Deine Aufgaben:
[1] In welchem Jahr wurde laut dem Auszug die Zwangssterilisation behinderter Frauen verboten?
[2] Schreib aus dem Auszug genau den Teil ab, der mit „Da masturbiert ein“ anfängt und bis einschließlich „Bett gehen will.“ geht.

In Berlin wird über Senioren, Behinderte und Sex diskutiert: auch Puffbesuche sind kein Tabu. Doch selbstbestimmte Sexualität bleibt abstrakt.

Ihre Hände brauchen auch pflegebedürftige Menschen nicht nur zum Festhalten Bild: dpa

BERLIN taz | „Ich habe schon mein Studium mit Anschaffen finanziert“, erzählt die Dame auf dem Flur. Die Pausengespräche sind etwas gewöhnungsbedürftig auf dieser Fachtagung am Freitag im Roten Rathaus in Berlin. Es treffen sich Sexualbegleiterinnen, Behinderte, WissenschaftlerInnen und Angestellte aus Behinderten- und Altenheimen. Sie reden über Sex. Genauer gesagt: über „Sexualität in Einrichtungen“. Da geht es um peinliche Momente und die Frage, wie Sex eigentlich an solchen Orten stattfinden kann.

Ein Thema, das relativ neu ist. Jahrzehntelang war Konsens: Alte Leute haben keinen Sex mehr. Und Behinderte gelten ohnehin als so eine Art Neutrum. Erst 1992 wurde die Zwangssterilisation behinderter Frauen verboten. Dagegen kam es immer dann zu peinlichen Momenten, wenn der Sex dann trotzdem auftauchte.

Da masturbiert ein Mädchen mit Down-Syndrom auf einer Gruppenreise, und die Reiseleitung schickt sie schockiert nach Hause. Schwestern sehen sich beim Betreten des Zimmers mit einem masturbierenden Bewohner konfrontiert und wissen nicht so recht weiter. Oder ein leicht dementer älterer Herr fragt jedes weibliche Wesen, ob es nicht mit ihm ins Bett gehen will.

Einträge im Datensatz:
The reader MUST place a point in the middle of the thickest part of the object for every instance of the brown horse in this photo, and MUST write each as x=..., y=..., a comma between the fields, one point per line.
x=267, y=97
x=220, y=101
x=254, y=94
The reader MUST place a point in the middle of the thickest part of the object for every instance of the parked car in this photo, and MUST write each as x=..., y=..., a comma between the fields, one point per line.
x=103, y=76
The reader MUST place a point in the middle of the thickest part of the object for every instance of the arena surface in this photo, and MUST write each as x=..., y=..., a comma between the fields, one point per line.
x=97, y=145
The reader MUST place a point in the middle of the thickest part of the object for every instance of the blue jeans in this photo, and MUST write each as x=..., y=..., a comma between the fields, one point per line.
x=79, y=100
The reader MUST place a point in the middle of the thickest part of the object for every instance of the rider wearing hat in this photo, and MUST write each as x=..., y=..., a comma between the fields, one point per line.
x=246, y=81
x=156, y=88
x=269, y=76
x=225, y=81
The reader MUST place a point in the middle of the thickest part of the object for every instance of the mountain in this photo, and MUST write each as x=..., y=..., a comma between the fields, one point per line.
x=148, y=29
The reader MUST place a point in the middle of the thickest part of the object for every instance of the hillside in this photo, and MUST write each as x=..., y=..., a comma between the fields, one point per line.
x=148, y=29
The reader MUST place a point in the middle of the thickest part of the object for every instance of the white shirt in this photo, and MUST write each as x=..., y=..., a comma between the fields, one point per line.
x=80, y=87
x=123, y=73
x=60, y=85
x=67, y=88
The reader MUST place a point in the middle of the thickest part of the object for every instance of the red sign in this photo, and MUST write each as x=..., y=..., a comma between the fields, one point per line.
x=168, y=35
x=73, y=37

Schriftliche Antworten:
[1] 1992.

[2]
Da masturbiert ein Mädchen mit Down-Syndrom auf einer Gruppenreise, und die Reiseleitung schickt sie schockiert nach Hause. Schwestern sehen sich beim Betreten des Zimmers mit einem masturbierenden Bewohner konfrontiert und wissen nicht so recht weiter. Oder ein leicht dementer älterer Herr fragt jedes weibliche Wesen, ob es nicht mit ihm ins Bett gehen will.